Fiery Cross Reef, also known as "Northwest Investigator Reef", Mandarin Yǒngshǔ Jiāo (永暑礁); Kagitingan Reef (Bahura ng Kagitingan); Đá Chữ Thập, is a militarized reef controlled and administered by China (PRC) as part of Sansha of Hainan Province and is also claimed by the Republic of China (ROC/Taiwan), the Philippines and Vietnam.

The atoll was named after the British tea clipper Fiery Cross, which was wrecked on the atoll on 4 March 1860. (A later sister ship was also named Fiery Cross). The atoll was surveyed by Lieutenant J. W. Reed of , who in 1867 reported it to be one extensive reef, and found the apparent wrecks of Fiery Cross and Meerschaum.

In December 1934 the 'Land and Water Maps Inspection Committee' of the government of the China copied the English name "Fiery Cross Reef" and translated it as 十字火礁 / Shizi huo jiao (literally Fire Cross Reef). This name was published on an official list of names in January 1935. In 1947, it was renamed "Yongshu Reef" (永暑礁) by the government. At that time, Chinese fishermen called it "Tuwu" (土戊).

= Input records =
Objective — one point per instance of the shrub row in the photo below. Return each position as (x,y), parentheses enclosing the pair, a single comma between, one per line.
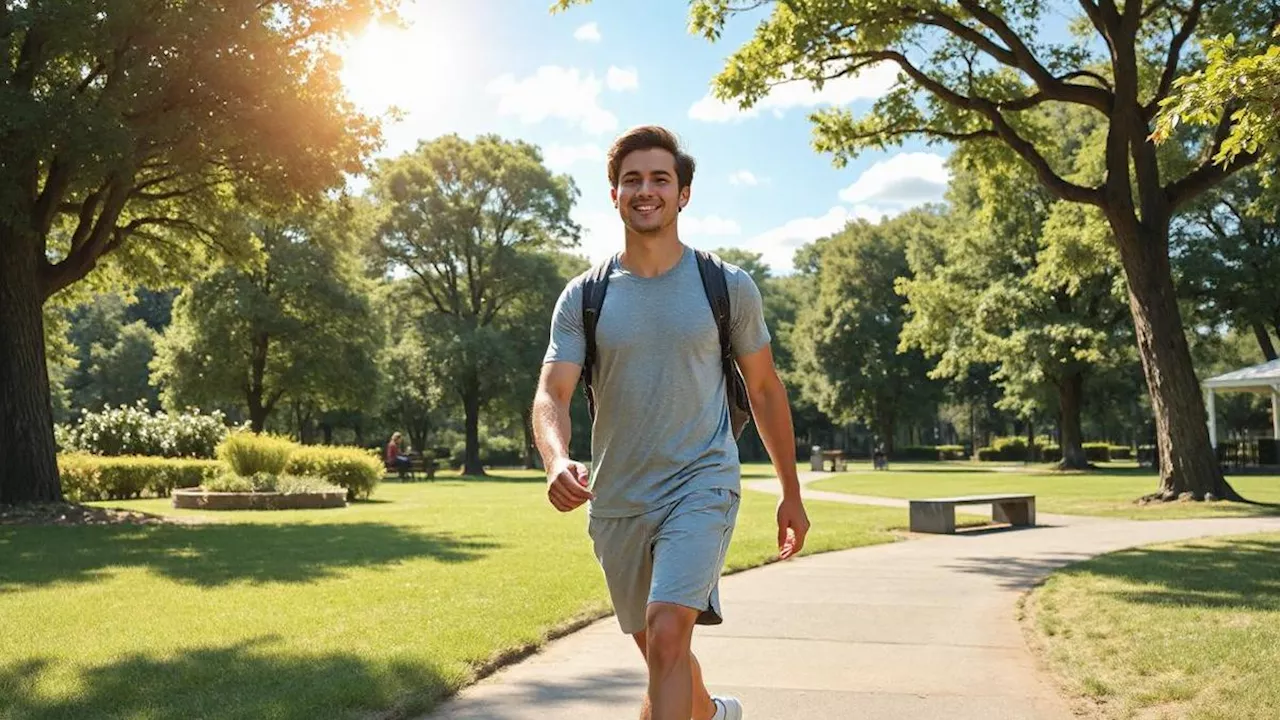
(247,463)
(351,468)
(922,452)
(1014,450)
(136,431)
(92,477)
(250,455)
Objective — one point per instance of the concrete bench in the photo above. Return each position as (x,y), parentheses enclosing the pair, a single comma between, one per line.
(938,514)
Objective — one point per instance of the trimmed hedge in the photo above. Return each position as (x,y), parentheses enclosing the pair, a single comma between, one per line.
(1014,450)
(92,477)
(350,468)
(923,452)
(248,454)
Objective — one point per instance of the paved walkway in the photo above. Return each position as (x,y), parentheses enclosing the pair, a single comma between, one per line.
(915,629)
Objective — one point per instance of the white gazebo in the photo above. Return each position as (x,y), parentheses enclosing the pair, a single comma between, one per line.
(1264,378)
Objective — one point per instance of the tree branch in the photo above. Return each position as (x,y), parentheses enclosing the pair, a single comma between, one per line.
(1175,51)
(82,259)
(1205,177)
(56,182)
(1025,60)
(1055,183)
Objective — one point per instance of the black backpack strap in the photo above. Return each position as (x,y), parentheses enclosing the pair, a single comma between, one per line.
(716,287)
(717,295)
(593,300)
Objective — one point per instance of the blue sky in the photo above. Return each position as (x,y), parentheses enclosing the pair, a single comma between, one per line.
(572,81)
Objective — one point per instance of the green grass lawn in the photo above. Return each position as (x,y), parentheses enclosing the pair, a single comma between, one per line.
(1110,492)
(1187,630)
(378,609)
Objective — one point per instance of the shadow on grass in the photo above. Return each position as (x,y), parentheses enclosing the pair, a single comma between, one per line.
(554,697)
(219,554)
(242,680)
(1232,574)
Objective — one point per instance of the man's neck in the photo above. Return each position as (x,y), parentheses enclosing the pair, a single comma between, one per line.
(653,255)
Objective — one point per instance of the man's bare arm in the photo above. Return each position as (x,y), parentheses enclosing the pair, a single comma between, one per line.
(772,415)
(566,479)
(556,387)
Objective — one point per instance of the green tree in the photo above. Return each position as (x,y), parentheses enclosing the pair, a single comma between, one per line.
(112,354)
(414,395)
(1025,285)
(972,72)
(848,359)
(462,218)
(297,324)
(1226,256)
(124,127)
(1239,83)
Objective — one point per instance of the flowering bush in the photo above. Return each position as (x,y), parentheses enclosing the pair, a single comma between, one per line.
(135,431)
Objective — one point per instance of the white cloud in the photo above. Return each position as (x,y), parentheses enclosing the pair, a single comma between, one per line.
(622,78)
(553,91)
(778,245)
(711,226)
(602,233)
(869,83)
(883,190)
(900,182)
(560,156)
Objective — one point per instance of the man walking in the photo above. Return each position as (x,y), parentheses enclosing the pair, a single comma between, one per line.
(664,495)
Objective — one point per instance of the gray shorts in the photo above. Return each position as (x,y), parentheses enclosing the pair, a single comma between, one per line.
(673,554)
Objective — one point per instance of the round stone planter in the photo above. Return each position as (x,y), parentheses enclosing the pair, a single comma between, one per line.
(196,499)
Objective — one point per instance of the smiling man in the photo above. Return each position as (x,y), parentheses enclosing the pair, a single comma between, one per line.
(658,352)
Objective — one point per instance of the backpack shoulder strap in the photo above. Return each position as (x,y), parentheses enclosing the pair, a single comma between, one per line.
(716,287)
(593,300)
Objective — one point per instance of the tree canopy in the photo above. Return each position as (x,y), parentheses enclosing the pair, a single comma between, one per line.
(466,220)
(128,131)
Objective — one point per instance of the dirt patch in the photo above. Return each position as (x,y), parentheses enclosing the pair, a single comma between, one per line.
(72,514)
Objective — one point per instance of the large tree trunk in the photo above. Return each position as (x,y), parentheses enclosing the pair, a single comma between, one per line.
(28,463)
(471,408)
(1070,397)
(1260,332)
(1187,460)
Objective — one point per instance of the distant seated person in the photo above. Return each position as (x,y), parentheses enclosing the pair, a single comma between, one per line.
(396,456)
(880,459)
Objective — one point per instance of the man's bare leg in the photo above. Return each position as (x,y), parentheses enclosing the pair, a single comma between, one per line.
(676,688)
(703,706)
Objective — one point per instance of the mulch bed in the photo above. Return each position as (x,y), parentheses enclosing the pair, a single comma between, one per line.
(72,514)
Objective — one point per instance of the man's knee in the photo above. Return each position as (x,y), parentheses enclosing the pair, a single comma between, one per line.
(668,630)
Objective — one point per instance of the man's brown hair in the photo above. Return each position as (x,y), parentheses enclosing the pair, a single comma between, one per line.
(647,137)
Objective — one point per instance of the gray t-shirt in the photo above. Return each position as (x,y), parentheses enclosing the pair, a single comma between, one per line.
(662,425)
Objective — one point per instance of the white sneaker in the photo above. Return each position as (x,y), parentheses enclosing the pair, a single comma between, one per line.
(727,709)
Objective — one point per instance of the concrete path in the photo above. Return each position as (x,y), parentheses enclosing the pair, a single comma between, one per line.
(910,630)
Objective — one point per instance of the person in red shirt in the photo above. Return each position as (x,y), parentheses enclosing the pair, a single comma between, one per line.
(396,458)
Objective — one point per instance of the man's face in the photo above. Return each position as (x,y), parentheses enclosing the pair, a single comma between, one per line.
(647,196)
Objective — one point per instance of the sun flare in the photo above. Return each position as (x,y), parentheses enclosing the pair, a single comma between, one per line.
(394,67)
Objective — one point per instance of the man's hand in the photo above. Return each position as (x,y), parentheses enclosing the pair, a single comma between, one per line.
(792,527)
(566,484)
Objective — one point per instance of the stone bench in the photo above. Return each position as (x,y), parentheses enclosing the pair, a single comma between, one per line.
(938,514)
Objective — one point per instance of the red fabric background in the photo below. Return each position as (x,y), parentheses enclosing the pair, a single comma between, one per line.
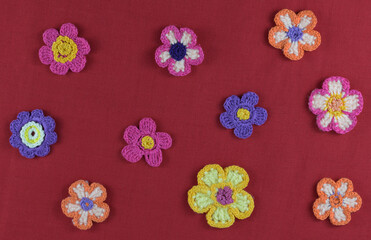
(121,83)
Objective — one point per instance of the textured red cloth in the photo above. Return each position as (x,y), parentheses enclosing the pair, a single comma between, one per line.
(121,84)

= To do =
**a.** How many lines of the entries contain the string "green", counting case as significant? Give only the number.
**b.** Could you go on with the text about Fiery Cross Reef from where it stops?
The text about Fiery Cross Reef has no connection to the entries.

= Final answers =
**a.** 2

**b.**
The atoll was occupied by China (PRC) in early 1988, despite immediate opposition from Vietnam, which led to armed conflict at Johnson Reef South in March of that year. In 2014, the PRC commenced reclamation activity in the area, and it has been converted into an artificial island of 677 acre. There were around 200 Chinese troops on the atoll in late 2014, though this number was likely to have increased significantly in 2015 with the addition of support personnel for the new airbase, including a 3,125 m runway and associated early warning radar site.

According to the Center for Strategic and International Studies, it is "the most advanced of China's bases" in the South China Sea's disputed areas, with 12 hardened shelters with retractable roofs for mobile missile launchers already completed. It has enough hangars to accommodate 24 combat aircraft and four larger planes Fiery Cross Reef has a runway long enough to land a Chinese Xian H-6N bomber; a bomber like this could perform combat operations within 5600 km of the reclaimed reef.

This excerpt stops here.